Directions for this task →
Convert the items, starting at the line that contains "the photo above." and stopping at the end of the items, into a two-column CSV with the headers instruction and output. Each item becomes one row, with its text and its answer each in one quoted field and line breaks replaced by spaces.
################
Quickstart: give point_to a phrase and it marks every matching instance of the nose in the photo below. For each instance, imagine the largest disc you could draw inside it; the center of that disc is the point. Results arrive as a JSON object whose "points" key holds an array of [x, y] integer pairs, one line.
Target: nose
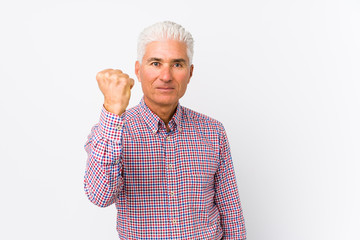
{"points": [[165, 74]]}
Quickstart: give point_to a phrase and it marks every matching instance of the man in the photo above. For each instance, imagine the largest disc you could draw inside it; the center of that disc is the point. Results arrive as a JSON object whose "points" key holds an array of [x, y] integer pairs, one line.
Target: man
{"points": [[167, 168]]}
################
Solution for this task →
instruction,output
"Quickstart: give point_to a phrase and it marks every matching instance of the man in the photo above. For each instance, imagine the largest disc you could draw inside it; the center of that disc is the point. Results arrive as a JSON object whose ""points"" key holds an array of [x, y] integer pairs, one line. Target: man","{""points"": [[167, 168]]}"